Problem
Using the records below, transcribe exactly only the lines from the one with "Detect the blue" through the end, both included, and drop every picture.

Saved data entries:

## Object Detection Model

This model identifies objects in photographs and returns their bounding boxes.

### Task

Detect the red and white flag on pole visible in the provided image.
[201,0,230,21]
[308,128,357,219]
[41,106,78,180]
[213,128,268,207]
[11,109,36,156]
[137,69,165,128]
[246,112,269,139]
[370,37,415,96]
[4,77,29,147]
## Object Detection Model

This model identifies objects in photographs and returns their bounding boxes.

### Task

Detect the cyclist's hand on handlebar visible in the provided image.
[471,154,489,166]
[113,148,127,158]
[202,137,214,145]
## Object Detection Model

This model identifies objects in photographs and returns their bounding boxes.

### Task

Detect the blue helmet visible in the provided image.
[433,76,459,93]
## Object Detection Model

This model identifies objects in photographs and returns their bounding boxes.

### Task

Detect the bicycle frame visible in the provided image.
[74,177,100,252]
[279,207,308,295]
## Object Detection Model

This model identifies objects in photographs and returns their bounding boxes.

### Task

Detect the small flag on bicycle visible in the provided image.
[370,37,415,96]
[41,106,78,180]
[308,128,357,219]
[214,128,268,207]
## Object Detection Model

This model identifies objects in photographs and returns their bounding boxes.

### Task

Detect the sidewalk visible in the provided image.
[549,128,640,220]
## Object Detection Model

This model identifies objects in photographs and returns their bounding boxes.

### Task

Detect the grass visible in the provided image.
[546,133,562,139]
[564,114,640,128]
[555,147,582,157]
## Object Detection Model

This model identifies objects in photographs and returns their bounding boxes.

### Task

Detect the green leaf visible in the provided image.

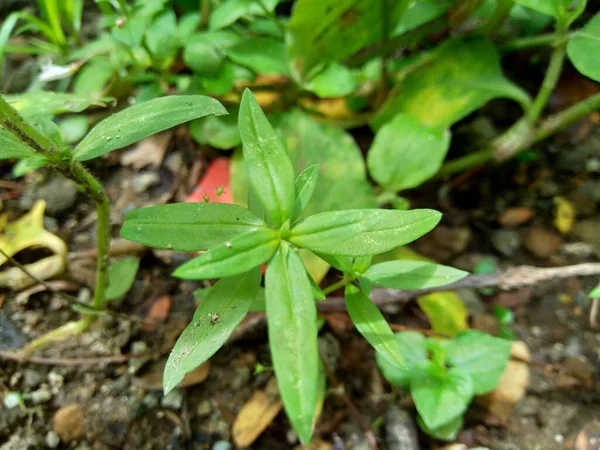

Answer space
Detect the blue helmet visible in the provided image.
[433,76,459,93]
## Object Detection Model

This model identifies objects in photographs and returns their bounding boxes.

### Task

Detect the bicycle frame visible in the provided image.
[74,177,100,252]
[279,207,308,295]
## Object Detection Model

This model identifies objects in photographs and returns their bounding boxes.

### Task

Detect the small flag on bicycle visible in the provided image.
[370,37,415,96]
[41,106,78,180]
[308,128,357,219]
[214,128,268,207]
## Object Detection Model

This model identifies objects in photographs and returns their bounding boxes.

### Task

Detect the sidewalk visible in the provided image.
[549,128,640,220]
## Object Detection Model

This model identifies objects in photographs and returns their bounding boxes.

### Task

Detect the grass visible in the provided image.
[546,133,562,139]
[564,114,640,128]
[555,147,582,157]
## Object Detection Model

This model identifies objects in photographs and returns their bounding boxes.

### Task

Detect the green leaf visible in the provided image.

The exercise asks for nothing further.